→ **TASK OBJECTIVE**:
Return the full material exactly.

→ **MATERIAL FOR THIS TASK**:
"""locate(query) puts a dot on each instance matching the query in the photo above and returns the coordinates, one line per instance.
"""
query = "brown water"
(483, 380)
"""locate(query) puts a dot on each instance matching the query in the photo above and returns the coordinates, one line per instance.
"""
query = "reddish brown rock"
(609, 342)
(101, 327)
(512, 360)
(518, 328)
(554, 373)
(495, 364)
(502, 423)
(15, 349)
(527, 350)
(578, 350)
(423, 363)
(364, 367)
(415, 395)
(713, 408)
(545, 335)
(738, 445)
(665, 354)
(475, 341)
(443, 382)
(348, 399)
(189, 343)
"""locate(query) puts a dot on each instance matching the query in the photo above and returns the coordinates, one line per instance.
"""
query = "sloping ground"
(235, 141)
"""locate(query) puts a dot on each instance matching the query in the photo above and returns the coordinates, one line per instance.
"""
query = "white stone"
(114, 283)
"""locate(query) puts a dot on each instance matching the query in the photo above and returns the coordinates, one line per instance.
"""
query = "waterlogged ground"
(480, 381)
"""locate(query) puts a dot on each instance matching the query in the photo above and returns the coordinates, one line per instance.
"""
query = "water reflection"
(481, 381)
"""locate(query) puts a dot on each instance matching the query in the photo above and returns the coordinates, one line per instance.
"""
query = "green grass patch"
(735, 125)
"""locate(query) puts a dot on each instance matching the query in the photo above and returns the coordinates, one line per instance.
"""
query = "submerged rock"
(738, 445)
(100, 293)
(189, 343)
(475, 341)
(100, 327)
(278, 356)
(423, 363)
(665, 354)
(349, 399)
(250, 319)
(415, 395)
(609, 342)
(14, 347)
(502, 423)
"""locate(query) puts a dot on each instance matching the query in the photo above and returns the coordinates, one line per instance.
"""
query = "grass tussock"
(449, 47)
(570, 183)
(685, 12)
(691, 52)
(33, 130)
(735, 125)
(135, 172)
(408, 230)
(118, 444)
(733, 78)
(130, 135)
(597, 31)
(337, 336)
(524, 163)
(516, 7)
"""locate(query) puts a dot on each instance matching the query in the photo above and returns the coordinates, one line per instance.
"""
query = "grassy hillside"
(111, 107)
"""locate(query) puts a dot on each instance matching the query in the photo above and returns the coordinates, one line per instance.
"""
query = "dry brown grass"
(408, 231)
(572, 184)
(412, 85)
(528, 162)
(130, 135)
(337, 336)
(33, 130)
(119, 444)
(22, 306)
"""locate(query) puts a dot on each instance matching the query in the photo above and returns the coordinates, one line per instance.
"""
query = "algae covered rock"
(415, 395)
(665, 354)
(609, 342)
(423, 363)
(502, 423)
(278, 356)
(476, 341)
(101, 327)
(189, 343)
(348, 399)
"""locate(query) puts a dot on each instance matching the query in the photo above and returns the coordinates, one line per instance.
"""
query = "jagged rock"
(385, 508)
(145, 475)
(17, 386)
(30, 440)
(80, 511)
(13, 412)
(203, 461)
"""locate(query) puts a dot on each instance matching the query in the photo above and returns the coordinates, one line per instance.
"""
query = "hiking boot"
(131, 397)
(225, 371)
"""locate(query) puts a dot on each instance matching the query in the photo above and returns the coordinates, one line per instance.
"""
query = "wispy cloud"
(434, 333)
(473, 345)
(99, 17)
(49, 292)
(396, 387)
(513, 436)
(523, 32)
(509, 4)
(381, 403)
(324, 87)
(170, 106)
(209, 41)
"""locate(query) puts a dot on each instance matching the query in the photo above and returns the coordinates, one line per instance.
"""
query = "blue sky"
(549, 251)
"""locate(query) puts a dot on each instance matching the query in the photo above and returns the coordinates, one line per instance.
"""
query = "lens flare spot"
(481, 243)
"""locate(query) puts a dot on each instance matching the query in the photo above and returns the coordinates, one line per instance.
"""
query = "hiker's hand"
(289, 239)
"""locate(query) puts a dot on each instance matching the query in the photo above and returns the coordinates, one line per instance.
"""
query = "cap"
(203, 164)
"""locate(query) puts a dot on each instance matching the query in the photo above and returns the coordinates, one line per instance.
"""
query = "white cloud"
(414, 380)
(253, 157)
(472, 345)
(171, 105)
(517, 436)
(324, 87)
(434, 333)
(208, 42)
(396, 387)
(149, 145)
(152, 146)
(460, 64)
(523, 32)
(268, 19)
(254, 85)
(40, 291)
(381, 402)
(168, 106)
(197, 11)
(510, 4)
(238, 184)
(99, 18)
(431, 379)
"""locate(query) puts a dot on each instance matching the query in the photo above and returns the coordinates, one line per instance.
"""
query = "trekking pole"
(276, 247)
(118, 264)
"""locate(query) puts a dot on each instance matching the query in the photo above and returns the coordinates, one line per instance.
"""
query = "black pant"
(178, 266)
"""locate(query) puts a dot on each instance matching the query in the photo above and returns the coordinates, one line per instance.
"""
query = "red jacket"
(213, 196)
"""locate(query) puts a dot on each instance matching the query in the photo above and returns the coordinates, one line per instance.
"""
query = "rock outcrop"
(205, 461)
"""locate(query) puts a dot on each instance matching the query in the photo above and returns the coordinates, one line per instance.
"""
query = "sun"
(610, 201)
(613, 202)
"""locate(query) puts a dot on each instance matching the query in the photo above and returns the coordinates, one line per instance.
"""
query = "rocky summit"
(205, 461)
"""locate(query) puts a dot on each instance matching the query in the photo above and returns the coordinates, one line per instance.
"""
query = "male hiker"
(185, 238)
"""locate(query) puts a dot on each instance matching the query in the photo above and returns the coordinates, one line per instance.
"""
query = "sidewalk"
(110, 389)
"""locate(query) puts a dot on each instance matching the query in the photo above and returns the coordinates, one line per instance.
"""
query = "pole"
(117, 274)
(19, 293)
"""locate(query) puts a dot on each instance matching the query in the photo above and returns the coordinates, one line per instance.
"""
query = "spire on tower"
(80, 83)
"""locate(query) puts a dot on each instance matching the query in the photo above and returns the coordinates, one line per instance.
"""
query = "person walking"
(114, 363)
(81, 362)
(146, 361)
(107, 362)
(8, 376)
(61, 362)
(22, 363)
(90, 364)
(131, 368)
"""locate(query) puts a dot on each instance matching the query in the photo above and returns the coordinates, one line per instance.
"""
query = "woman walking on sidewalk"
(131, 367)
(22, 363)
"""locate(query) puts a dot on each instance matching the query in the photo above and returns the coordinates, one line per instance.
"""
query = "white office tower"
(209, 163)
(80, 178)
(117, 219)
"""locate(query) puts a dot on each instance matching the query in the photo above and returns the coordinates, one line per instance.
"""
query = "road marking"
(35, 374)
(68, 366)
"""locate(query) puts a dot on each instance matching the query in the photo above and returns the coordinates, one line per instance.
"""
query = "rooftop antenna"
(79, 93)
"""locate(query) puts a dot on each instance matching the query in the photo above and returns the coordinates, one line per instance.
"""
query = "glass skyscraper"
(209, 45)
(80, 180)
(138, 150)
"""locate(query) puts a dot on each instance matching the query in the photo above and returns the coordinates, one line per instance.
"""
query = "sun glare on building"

→ **TASK OUTPUT**:
"""locate(query) puts a dot on each instance matching the query in the photo above and returns the coordinates, one line per instance.
"""
query = "brown water"
(483, 380)
"""locate(query) puts a dot on each instance matching the query in the photo above and returns the coordinates, one line per instance.
"""
query = "reddish brown rock"
(609, 342)
(101, 327)
(512, 360)
(518, 328)
(554, 373)
(495, 364)
(502, 423)
(15, 349)
(527, 350)
(578, 350)
(423, 363)
(364, 367)
(415, 395)
(713, 408)
(545, 335)
(738, 445)
(665, 354)
(475, 341)
(443, 382)
(348, 399)
(189, 343)
"""locate(query) puts a dot on each instance matching the query in the photo above and returns the coordinates, one line per instance.
"""
query = "sloping ground"
(235, 141)
"""locate(query) puts a dot on each instance matching the query in the photo above and returns the coordinates, one line per instance.
"""
query = "white stone"
(114, 283)
"""locate(query) puts a dot on each instance matching the query in the photo above and returns the coordinates, one line per instance.
"""
query = "waterlogged ground"
(480, 381)
"""locate(query) puts a dot on each instance matching the query in the photo above and returns the coordinates, one line per instance.
"""
query = "water reflection"
(481, 381)
"""locate(query) puts a dot on each instance matching the query in the photo above and returns the coordinates, one line per instance.
"""
query = "green grass patch"
(735, 125)
"""locate(query) puts a dot on each instance matching the query in the photo above and returns the coordinates, one line per instance.
"""
query = "submerged rock"
(738, 445)
(100, 293)
(189, 343)
(475, 341)
(100, 327)
(278, 356)
(423, 363)
(665, 354)
(349, 399)
(250, 319)
(415, 395)
(609, 342)
(14, 347)
(502, 423)
"""locate(query) puts a dot on each instance matching the query in the photo above and returns the coordinates, one line per instance.
"""
query = "grass tussock"
(449, 47)
(570, 183)
(685, 12)
(691, 52)
(33, 130)
(735, 125)
(135, 172)
(408, 230)
(118, 444)
(733, 78)
(130, 135)
(597, 31)
(337, 336)
(524, 163)
(516, 7)
"""locate(query) puts a dot on each instance matching the query in the photo above and returns the coordinates, one line per instance.
"""
query = "grassy hillside"
(111, 107)
"""locate(query) puts a dot on each instance matching the query in the photo above and returns the coordinates, one line per instance.
"""
query = "dry brown grass"
(408, 231)
(572, 184)
(412, 85)
(528, 162)
(130, 135)
(337, 336)
(33, 130)
(119, 444)
(22, 306)
"""locate(query) puts a dot on each instance matching the query in the photo above and returns the coordinates, one line per instance.
"""
query = "algae covered rock"
(415, 395)
(665, 354)
(609, 342)
(423, 363)
(502, 423)
(278, 356)
(476, 341)
(101, 327)
(189, 343)
(348, 399)
"""locate(query) puts a dot on each instance matching the query in the photo above and returns the coordinates, one line per instance.
"""
query = "jagged rock"
(385, 508)
(145, 475)
(17, 386)
(30, 440)
(80, 511)
(13, 412)
(203, 461)
"""locate(query) puts a dot on each instance matching the query in the photo above and returns the coordinates, one line per instance.
"""
query = "hiking boot"
(131, 397)
(225, 371)
"""locate(query) puts a dot on each instance matching the query in the photo above and returns the coordinates, one line per instance.
"""
query = "wispy cloud"
(434, 333)
(473, 345)
(99, 17)
(49, 292)
(396, 387)
(513, 436)
(523, 32)
(509, 4)
(381, 403)
(324, 87)
(170, 106)
(209, 41)
"""locate(query) puts a dot on each instance matching the query in the photo above and returns the coordinates, one line per instance.
"""
query = "blue sky"
(549, 251)
"""locate(query) puts a dot on each instance matching the query in the photo above and returns the coordinates, one line per instance.
"""
query = "lens flare spot"
(481, 243)
"""locate(query) puts a dot on each instance matching the query in the photo above and returns the coordinates, one line per instance.
"""
query = "hiker's hand"
(289, 239)
"""locate(query) puts a dot on each instance matching the query in the photo above and returns the coordinates, one line per instance.
"""
query = "cap"
(203, 164)
"""locate(query) puts a dot on each instance matching the query in the photo above and returns the coordinates, one line per instance.
"""
query = "white cloud"
(414, 380)
(253, 157)
(472, 345)
(171, 105)
(517, 436)
(324, 87)
(434, 333)
(208, 42)
(396, 387)
(149, 145)
(152, 146)
(460, 64)
(523, 32)
(268, 19)
(254, 85)
(40, 291)
(381, 402)
(168, 106)
(197, 11)
(510, 4)
(238, 184)
(99, 18)
(431, 379)
"""locate(query) puts a dot on each instance matching the query in the photo above and returns the coordinates, one line per instance.
"""
query = "trekking pole"
(276, 247)
(118, 264)
"""locate(query) puts a dot on each instance matching the query in the photo above and returns the coordinates, one line per instance.
"""
query = "black pant"
(178, 266)
"""locate(query) puts a dot on each instance matching the query in the photo above and returns the coordinates, one line per instance.
"""
query = "red jacket"
(213, 196)
"""locate(query) puts a dot on each instance matching the query in the photo above and returns the coordinates, one line per instance.
"""
query = "rock outcrop"
(205, 461)
"""locate(query) puts a dot on each instance matching the query in the photo above and returns the coordinates, one line per instance.
"""
query = "sun"
(610, 201)
(613, 202)
"""locate(query) puts a dot on each instance matching the query in the photo above and returns the coordinates, one line per instance.
"""
query = "rocky summit"
(205, 461)
"""locate(query) puts a dot on each instance matching the query in the photo above and returns the coordinates, one line per instance.
"""
query = "male hiker"
(185, 238)
"""locate(query) puts a dot on each instance matching the query in the photo above and returns the coordinates, one line per instance.
"""
query = "sidewalk"
(110, 389)
"""locate(query) puts a dot on each instance matching the query in the photo above and returns the coordinates, one line per instance.
"""
query = "pole"
(117, 274)
(19, 293)
"""locate(query) puts a dot on each instance matching the query in the photo above and returns the coordinates, one line per instance.
"""
query = "spire on tower"
(80, 83)
"""locate(query) puts a dot on each instance matching the query in the photo above and returns the coordinates, one line per instance.
"""
query = "person walking"
(114, 363)
(81, 362)
(146, 361)
(107, 362)
(8, 376)
(61, 362)
(22, 363)
(90, 364)
(131, 368)
"""locate(query) puts a dot on each instance matching the query in the photo above and returns the coordinates, one line per instance.
"""
query = "woman walking on sidewalk"
(131, 367)
(22, 363)
"""locate(query) puts a dot on each instance matching the query in the photo above and returns the coordinates, one line per instance.
"""
query = "white office tower"
(209, 163)
(80, 178)
(117, 219)
"""locate(query) puts a dot on each instance matching the query in the photo above and returns the coordinates, one line per instance.
"""
query = "road marking"
(35, 374)
(68, 366)
"""locate(query) puts a dot on each instance matching the query in the photo above and returns the coordinates, one line per instance.
"""
query = "rooftop antenna"
(79, 93)
"""locate(query) puts a dot on each instance matching the query in the photo above and returns the coordinates, one line per instance.
"""
query = "glass skyscraper"
(209, 45)
(80, 180)
(138, 150)
"""locate(query) puts a dot on each instance matching the query in the photo above and returns the coordinates, one line per instance.
"""
query = "sun glare on building"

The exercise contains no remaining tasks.